§ **Exercise**
Look through the records and copy each line that has "street" in it.

Entries taken from a collection
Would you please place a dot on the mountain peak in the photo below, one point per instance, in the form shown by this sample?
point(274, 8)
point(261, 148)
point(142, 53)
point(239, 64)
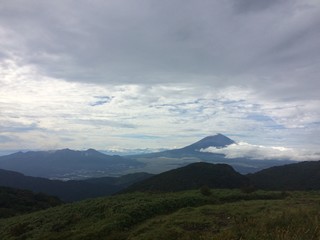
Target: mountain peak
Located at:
point(218, 141)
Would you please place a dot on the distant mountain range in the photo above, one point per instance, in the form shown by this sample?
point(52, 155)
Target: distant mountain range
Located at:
point(297, 176)
point(192, 176)
point(67, 164)
point(170, 159)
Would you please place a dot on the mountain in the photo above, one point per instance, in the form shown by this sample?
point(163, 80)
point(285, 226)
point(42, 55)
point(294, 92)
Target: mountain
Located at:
point(16, 201)
point(297, 176)
point(192, 176)
point(217, 141)
point(67, 164)
point(69, 190)
point(170, 159)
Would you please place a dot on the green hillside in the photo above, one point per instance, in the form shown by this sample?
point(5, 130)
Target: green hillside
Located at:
point(192, 176)
point(15, 201)
point(225, 214)
point(298, 176)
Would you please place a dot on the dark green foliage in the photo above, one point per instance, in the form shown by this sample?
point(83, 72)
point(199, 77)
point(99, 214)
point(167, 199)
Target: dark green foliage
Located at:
point(205, 190)
point(14, 201)
point(50, 164)
point(70, 190)
point(192, 176)
point(297, 176)
point(115, 218)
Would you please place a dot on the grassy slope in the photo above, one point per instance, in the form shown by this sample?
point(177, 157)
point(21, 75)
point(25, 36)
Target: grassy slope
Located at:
point(184, 215)
point(15, 201)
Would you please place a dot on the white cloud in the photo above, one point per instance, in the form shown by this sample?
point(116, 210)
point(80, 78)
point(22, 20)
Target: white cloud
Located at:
point(85, 73)
point(246, 150)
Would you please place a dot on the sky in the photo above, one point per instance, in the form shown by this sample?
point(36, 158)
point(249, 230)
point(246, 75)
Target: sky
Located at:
point(139, 74)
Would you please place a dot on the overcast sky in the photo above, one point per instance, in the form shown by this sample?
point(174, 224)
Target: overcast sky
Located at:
point(159, 74)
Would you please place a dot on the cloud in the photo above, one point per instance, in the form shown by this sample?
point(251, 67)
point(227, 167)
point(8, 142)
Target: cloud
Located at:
point(147, 42)
point(246, 150)
point(92, 71)
point(100, 100)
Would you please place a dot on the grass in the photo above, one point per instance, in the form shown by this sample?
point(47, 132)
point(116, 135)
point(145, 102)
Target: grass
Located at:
point(224, 214)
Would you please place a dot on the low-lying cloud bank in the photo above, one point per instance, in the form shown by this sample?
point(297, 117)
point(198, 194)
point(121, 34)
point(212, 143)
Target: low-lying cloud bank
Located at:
point(243, 149)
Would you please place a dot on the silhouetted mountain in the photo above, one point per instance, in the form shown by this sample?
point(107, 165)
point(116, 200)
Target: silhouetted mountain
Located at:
point(217, 141)
point(68, 190)
point(16, 201)
point(297, 176)
point(192, 153)
point(192, 176)
point(66, 163)
point(122, 181)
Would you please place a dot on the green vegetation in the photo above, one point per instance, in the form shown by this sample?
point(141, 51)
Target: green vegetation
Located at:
point(15, 201)
point(224, 214)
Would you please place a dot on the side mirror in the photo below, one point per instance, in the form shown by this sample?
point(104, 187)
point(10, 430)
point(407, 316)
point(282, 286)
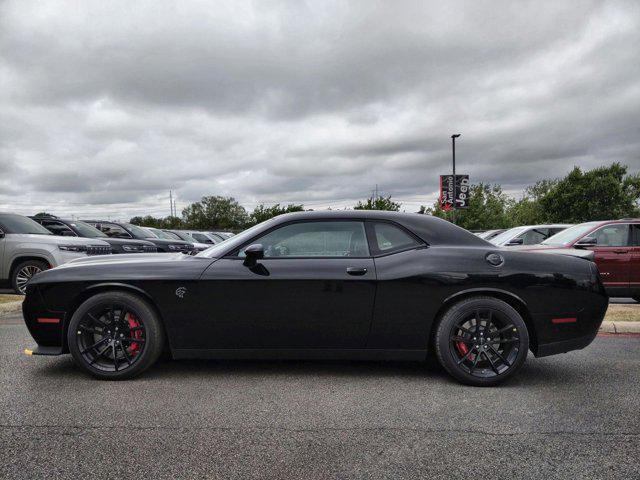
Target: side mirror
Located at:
point(253, 253)
point(586, 242)
point(515, 241)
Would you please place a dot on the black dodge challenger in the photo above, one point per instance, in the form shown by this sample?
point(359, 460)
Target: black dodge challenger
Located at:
point(319, 285)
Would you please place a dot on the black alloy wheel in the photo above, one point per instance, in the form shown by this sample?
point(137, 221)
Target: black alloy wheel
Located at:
point(482, 341)
point(115, 335)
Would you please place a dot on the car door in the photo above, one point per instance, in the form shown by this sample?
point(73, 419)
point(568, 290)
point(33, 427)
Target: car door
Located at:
point(634, 269)
point(613, 252)
point(314, 288)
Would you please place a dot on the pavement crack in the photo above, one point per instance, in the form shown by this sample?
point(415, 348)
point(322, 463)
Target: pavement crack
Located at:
point(83, 428)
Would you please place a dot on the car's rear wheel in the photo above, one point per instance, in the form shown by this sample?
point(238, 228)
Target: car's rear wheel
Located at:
point(115, 335)
point(481, 341)
point(25, 272)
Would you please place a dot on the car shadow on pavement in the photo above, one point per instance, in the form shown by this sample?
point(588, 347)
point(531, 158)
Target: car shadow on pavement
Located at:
point(535, 371)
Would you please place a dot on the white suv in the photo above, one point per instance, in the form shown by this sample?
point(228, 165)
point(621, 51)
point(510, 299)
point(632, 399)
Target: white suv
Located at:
point(27, 248)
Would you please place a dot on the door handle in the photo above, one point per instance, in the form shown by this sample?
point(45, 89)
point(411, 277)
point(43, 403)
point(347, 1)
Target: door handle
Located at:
point(356, 271)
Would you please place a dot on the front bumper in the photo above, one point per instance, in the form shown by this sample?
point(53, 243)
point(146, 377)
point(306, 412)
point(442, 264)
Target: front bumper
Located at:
point(45, 326)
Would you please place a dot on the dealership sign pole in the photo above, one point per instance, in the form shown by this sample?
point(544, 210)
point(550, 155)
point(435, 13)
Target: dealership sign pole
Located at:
point(454, 189)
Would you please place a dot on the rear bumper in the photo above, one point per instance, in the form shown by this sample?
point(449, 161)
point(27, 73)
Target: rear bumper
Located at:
point(565, 345)
point(40, 350)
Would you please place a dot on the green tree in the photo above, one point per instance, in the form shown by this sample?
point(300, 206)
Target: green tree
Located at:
point(599, 194)
point(262, 213)
point(379, 203)
point(215, 212)
point(529, 210)
point(488, 208)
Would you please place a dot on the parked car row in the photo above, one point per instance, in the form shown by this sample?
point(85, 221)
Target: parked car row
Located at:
point(29, 245)
point(615, 243)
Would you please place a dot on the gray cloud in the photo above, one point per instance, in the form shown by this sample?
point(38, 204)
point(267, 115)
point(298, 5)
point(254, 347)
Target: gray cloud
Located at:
point(105, 106)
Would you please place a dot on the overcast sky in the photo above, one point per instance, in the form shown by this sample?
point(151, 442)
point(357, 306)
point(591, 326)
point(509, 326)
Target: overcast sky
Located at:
point(106, 106)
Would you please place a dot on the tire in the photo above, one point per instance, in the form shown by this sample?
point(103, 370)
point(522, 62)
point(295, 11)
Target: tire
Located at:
point(462, 347)
point(115, 336)
point(23, 273)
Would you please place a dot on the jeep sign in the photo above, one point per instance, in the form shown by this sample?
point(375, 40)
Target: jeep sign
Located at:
point(447, 192)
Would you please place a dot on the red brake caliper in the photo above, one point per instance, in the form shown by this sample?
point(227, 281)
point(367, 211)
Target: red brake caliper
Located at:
point(462, 348)
point(134, 348)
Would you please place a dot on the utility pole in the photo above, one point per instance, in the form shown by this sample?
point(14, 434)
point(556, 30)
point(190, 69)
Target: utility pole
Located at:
point(455, 193)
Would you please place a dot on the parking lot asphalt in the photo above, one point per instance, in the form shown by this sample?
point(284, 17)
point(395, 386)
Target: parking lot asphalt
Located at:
point(570, 416)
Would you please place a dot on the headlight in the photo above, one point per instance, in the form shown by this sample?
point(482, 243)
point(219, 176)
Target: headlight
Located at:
point(73, 248)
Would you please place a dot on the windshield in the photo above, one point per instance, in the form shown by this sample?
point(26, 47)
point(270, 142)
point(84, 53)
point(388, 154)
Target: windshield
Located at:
point(87, 230)
point(235, 241)
point(139, 232)
point(12, 223)
point(570, 235)
point(507, 235)
point(201, 237)
point(161, 234)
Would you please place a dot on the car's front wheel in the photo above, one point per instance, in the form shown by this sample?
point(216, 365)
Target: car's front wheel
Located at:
point(115, 335)
point(481, 341)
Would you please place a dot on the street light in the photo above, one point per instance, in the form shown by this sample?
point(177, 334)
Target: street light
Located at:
point(455, 194)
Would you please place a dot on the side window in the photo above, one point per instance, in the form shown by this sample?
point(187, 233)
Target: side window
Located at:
point(57, 228)
point(535, 236)
point(390, 238)
point(636, 235)
point(316, 239)
point(612, 236)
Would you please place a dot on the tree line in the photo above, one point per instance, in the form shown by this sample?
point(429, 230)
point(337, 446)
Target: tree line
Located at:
point(602, 193)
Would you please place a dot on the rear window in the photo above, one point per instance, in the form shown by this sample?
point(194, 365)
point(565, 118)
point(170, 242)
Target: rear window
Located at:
point(390, 238)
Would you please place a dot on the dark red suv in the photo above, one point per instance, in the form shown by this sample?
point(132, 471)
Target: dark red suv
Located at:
point(616, 244)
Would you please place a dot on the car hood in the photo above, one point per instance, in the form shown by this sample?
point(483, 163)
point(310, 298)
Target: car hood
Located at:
point(553, 249)
point(163, 241)
point(128, 268)
point(139, 258)
point(56, 240)
point(126, 241)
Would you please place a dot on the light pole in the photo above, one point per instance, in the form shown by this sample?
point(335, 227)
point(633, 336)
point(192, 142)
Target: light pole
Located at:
point(453, 151)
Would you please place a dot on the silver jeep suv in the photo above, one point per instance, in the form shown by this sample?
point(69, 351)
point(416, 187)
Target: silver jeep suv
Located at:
point(27, 248)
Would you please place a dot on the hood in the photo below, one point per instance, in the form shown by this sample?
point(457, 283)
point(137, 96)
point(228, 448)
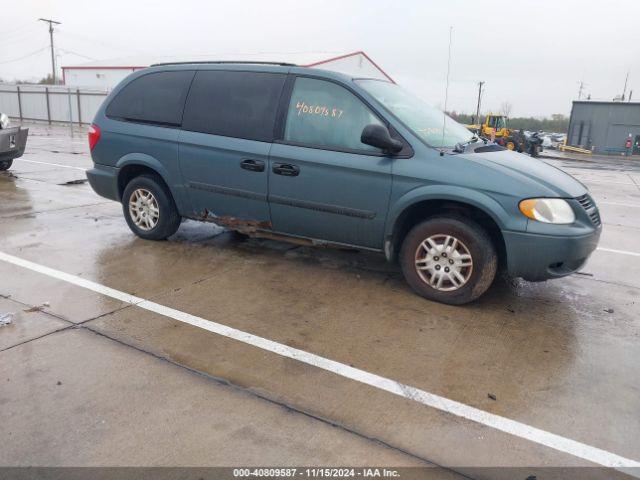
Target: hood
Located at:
point(551, 180)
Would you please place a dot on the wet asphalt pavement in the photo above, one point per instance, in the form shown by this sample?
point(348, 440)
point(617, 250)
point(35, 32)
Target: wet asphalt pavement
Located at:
point(86, 379)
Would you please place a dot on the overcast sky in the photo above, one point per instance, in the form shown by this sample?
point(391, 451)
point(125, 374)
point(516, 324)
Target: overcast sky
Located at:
point(531, 54)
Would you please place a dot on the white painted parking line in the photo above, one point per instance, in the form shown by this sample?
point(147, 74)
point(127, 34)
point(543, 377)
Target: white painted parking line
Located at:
point(512, 427)
point(623, 252)
point(589, 180)
point(52, 164)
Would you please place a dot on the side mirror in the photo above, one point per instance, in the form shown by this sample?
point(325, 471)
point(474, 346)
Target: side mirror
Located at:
point(378, 136)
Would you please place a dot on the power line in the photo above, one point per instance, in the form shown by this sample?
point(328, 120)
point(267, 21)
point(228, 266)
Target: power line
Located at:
point(76, 53)
point(24, 56)
point(53, 57)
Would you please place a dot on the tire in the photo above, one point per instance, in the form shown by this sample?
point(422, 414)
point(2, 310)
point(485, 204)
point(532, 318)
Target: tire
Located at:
point(160, 204)
point(535, 151)
point(470, 237)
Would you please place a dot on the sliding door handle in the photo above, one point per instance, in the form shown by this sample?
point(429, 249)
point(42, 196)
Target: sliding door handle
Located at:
point(252, 165)
point(286, 169)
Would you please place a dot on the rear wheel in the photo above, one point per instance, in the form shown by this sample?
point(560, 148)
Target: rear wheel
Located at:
point(149, 208)
point(448, 259)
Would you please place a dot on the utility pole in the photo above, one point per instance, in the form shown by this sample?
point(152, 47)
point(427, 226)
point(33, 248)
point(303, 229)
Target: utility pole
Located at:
point(480, 84)
point(53, 57)
point(624, 90)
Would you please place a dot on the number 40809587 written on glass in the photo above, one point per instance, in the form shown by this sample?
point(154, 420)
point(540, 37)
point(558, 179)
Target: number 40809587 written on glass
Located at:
point(303, 108)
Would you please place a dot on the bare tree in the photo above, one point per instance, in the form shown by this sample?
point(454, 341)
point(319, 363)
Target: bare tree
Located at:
point(506, 108)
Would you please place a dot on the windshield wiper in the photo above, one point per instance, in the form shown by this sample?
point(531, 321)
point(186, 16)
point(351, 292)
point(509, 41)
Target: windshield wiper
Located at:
point(461, 146)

§ **Written answer**
Would you please place a dot on the street light in the photo above, one point per instance, in the form shown by this sample?
Target: street light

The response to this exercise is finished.